What you need to do
Check every line below for the word "wooden" and give only the number of lines where it appears.

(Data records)
○ ○ ○ ○ ○ ○ ○

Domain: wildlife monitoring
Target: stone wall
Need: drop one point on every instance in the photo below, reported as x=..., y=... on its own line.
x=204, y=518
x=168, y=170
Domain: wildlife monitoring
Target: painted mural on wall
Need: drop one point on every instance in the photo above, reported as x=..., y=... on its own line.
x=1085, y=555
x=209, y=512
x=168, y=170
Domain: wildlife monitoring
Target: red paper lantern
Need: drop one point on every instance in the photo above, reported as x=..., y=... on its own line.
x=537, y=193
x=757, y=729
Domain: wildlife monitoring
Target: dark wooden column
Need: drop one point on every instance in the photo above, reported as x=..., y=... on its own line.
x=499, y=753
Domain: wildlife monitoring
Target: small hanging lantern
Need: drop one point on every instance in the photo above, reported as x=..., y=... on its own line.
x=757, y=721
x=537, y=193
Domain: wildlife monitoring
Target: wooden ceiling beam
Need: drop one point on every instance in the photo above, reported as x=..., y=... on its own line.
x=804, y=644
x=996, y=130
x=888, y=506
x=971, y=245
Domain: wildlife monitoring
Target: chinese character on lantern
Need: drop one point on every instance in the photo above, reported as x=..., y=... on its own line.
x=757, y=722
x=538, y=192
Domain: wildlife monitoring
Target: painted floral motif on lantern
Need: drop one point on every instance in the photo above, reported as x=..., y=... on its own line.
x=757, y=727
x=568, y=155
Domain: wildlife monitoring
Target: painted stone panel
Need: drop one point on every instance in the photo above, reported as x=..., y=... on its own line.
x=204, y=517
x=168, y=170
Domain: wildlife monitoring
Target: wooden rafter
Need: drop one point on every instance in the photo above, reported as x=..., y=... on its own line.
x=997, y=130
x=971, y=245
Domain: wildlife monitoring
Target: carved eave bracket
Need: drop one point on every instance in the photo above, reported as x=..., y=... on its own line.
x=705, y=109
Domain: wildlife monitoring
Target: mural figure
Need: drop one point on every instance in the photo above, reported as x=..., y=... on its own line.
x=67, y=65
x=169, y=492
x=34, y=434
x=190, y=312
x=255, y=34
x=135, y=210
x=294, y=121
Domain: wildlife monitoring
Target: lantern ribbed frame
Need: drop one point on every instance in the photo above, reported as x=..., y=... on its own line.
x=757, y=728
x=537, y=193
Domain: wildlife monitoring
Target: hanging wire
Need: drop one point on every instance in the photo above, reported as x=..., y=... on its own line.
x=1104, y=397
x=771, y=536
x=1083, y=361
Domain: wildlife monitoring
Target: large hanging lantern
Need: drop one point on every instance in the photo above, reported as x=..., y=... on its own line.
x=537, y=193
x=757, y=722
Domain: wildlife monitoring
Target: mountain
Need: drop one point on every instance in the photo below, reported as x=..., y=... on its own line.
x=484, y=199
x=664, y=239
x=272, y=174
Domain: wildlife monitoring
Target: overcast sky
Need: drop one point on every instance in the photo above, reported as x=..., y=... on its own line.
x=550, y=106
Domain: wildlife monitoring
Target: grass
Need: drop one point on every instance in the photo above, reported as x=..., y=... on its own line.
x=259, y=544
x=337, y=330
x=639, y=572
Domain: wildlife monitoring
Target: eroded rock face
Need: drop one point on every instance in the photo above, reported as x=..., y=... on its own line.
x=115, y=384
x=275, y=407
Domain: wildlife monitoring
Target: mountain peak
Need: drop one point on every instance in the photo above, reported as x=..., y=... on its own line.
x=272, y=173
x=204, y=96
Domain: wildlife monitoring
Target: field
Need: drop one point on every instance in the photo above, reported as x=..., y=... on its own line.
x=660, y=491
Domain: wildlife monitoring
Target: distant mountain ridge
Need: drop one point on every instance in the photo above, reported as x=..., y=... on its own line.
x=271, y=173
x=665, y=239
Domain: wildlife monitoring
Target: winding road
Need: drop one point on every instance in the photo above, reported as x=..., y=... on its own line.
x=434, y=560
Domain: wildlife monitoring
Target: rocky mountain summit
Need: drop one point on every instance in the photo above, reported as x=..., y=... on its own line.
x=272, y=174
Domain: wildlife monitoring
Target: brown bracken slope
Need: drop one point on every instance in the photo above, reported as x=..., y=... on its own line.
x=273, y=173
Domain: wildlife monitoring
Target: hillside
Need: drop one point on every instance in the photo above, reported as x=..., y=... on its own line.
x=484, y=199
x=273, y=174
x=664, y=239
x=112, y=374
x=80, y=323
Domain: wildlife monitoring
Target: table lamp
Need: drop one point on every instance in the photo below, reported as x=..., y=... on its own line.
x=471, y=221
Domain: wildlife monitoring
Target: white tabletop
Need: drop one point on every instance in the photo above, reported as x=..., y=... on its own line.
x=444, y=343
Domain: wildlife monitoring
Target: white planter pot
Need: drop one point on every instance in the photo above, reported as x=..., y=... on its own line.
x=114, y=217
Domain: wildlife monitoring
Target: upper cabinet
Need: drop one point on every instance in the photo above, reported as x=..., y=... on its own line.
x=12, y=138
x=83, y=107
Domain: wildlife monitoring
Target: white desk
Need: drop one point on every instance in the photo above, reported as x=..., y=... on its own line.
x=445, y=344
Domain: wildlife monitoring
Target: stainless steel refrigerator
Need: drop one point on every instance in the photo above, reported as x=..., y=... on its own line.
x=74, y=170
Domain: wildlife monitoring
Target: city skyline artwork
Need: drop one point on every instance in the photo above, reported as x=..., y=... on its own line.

○ ○ ○ ○ ○ ○ ○

Written response
3